▶ [Extrait choisi]:
========
La réforme des retraites en cours met en jeu une très
ancienne opposition entre deux conceptions de la justice : la déontologie
et le conséquentialisme. Selon la première, une action est juste si son
intention est bonne, autrement dit si elle est fondée sur un principe moral considéré
comme juste a priori, quelles qu’en soient les conséquences ; selon la
seconde, une action n’est juste que si ses conséquences sont favorables pour
les individus concernés, quelle que soit l’intention de départ. Selon la
première conception, appliquer le principe d’universalité au système de
retraite semble juste : il est en effet évidemment injuste que des
individus ayant travaillé autant de temps et cotisé de la même façon ne soient
pas traités de la même façon selon le régime de retraite dont ils dépendent.
Mais selon la seconde, un changement de système générant des perdants,
notamment parmi les moins favorisés, semble tout aussi injuste. Il serait
catastrophique du point de vue moral d’avoir à sacrifier l’un de ces deux
principes.
========
▶ [Parties de l'exercice]:
1. Selon le texte sur la réforme des retraites, quelles sont les deux conceptions de la justice qui s'opposent ?
2. Recopiez le texte sur la réforme des retraites en partant de « La réforme des » et en poursuivant jusqu'à « dont ils dépendent. ».

▶ [Données extraites]:
========
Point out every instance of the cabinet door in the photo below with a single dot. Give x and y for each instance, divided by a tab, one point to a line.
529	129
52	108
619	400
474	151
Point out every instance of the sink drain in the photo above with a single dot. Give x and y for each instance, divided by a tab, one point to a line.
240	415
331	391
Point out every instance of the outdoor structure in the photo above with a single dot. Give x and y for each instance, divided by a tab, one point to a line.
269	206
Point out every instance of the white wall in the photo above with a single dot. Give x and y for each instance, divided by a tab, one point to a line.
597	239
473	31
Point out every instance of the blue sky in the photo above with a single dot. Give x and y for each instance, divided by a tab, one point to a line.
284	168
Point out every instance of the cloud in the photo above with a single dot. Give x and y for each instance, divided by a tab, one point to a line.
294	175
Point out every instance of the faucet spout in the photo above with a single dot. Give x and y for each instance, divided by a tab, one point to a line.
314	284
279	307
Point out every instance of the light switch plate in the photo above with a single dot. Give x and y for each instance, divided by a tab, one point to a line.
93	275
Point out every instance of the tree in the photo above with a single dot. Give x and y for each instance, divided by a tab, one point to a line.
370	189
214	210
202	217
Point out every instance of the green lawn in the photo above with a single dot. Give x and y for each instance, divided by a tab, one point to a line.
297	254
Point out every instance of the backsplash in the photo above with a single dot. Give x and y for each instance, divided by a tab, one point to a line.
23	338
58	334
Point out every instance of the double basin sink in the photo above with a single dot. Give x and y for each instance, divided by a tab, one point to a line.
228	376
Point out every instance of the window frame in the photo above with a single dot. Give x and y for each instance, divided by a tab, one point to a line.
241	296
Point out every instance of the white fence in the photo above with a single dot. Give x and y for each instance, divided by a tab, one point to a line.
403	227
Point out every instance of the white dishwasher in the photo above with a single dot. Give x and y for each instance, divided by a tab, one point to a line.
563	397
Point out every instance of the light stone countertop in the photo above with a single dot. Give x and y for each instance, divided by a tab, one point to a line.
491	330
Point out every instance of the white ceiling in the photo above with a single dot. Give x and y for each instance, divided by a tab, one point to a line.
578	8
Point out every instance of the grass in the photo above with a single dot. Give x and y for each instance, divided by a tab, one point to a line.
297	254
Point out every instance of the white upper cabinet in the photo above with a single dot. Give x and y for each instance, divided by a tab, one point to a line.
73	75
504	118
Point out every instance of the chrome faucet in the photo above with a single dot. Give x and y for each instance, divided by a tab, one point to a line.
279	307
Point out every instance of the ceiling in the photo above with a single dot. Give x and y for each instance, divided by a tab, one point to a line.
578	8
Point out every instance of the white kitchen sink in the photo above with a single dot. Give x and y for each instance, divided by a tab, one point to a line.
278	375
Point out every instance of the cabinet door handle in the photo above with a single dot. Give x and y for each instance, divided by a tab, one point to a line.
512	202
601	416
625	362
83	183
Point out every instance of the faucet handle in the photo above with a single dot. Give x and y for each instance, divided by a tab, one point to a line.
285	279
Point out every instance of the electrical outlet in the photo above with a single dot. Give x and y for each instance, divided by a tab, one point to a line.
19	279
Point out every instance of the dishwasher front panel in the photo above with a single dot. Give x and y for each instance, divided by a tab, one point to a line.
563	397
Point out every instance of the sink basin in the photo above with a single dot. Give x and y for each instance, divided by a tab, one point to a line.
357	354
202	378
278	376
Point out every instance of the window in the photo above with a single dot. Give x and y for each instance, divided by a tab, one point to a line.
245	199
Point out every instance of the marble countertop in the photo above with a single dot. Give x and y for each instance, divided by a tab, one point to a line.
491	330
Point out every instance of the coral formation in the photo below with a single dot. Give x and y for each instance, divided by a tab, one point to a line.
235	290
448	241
========
▶ [Corrigés]:
1. La déontologie et le conséquentialisme.

2.
La réforme des retraites en cours met en jeu une très
ancienne opposition entre deux conceptions de la justice : la déontologie
et le conséquentialisme. Selon la première, une action est juste si son
intention est bonne, autrement dit si elle est fondée sur un principe moral considéré
comme juste a priori, quelles qu’en soient les conséquences ; selon la
seconde, une action n’est juste que si ses conséquences sont favorables pour
les individus concernés, quelle que soit l’intention de départ. Selon la
première conception, appliquer le principe d’universalité au système de
retraite semble juste : il est en effet évidemment injuste que des
individus ayant travaillé autant de temps et cotisé de la même façon ne soient
pas traités de la même façon selon le régime de retraite dont ils dépendent.